[Referring expression pointing data]
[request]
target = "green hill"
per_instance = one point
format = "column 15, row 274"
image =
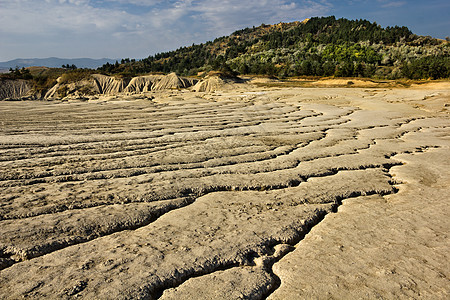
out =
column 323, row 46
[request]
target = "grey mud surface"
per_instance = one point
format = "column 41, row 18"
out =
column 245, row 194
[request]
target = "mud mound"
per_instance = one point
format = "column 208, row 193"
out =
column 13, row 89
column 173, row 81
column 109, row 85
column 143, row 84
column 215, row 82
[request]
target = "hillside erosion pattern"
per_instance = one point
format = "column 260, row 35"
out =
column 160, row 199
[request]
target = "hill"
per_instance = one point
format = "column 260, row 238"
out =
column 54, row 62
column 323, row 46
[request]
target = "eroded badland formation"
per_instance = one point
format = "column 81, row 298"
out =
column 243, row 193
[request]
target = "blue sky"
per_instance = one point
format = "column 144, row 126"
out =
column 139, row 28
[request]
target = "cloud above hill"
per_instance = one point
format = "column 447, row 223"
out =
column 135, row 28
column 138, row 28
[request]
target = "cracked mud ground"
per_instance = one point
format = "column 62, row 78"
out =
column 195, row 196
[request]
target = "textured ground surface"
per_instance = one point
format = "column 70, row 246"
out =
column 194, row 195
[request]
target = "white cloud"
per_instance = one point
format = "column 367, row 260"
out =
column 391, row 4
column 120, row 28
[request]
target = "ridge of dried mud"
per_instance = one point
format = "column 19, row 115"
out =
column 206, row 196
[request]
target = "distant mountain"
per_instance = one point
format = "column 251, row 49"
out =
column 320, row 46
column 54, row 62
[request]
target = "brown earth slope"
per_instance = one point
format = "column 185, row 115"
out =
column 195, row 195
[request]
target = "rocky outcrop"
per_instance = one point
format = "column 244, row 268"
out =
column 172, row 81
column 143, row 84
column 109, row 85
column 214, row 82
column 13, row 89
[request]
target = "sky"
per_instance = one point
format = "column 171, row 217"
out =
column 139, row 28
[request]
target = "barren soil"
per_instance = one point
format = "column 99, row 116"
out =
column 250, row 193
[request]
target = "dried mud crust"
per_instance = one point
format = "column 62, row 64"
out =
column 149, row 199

What is needed
The entries are to be transcribed in full. Their pictures are not.

Expected output
[request]
target = "green hill"
per_instance = one point
format = "column 15, row 274"
image =
out =
column 323, row 46
[request]
target = "grey mud surface"
per_instance = one point
format = "column 41, row 18"
out =
column 245, row 194
[request]
target = "mud mound"
per_instance = one point
format = "column 208, row 193"
out =
column 13, row 89
column 173, row 81
column 109, row 85
column 143, row 84
column 215, row 82
[request]
target = "hillside erosion pattern"
per_instance = one point
format = "column 260, row 35"
out =
column 160, row 199
[request]
target = "hill"
per_instance = one point
format = "column 260, row 238"
out =
column 54, row 62
column 323, row 46
[request]
target = "eroded badland formation"
per_instance = one point
format = "column 81, row 298"
out =
column 243, row 193
[request]
target = "blue sky"
per_instance = one point
format = "column 144, row 126"
out =
column 139, row 28
[request]
target = "cloud above hill"
per_instance = one point
format = "column 447, row 223"
out =
column 135, row 28
column 138, row 28
[request]
target = "cracked mud ground"
per_instance = one point
format = "column 62, row 78"
out =
column 195, row 196
[request]
target = "textured ground surface"
per_instance = one point
format = "column 70, row 246"
out =
column 194, row 195
[request]
target = "white cloud"
per_instance = one point
format = "column 367, row 260"
out =
column 391, row 4
column 120, row 28
[request]
target = "ridge of dried mud"
per_instance = one point
format = "column 19, row 115"
out =
column 206, row 196
[request]
target = "distant mountain"
per_instance = one point
format = "column 251, row 49"
out =
column 320, row 46
column 54, row 62
[request]
target = "brown earth slope"
per_instance = one point
format = "column 185, row 115"
out =
column 195, row 195
[request]
target = "rocky outcrop"
per_instance = one point
format = "column 244, row 268"
out =
column 172, row 81
column 143, row 84
column 109, row 85
column 214, row 82
column 13, row 89
[request]
target = "sky"
per_instance = one point
format = "column 171, row 217"
out =
column 139, row 28
[request]
target = "barren soil"
per_instance = one point
format = "column 99, row 116"
out =
column 250, row 193
[request]
target = "dried mud crust"
per_instance = one point
format = "column 62, row 64"
out =
column 149, row 199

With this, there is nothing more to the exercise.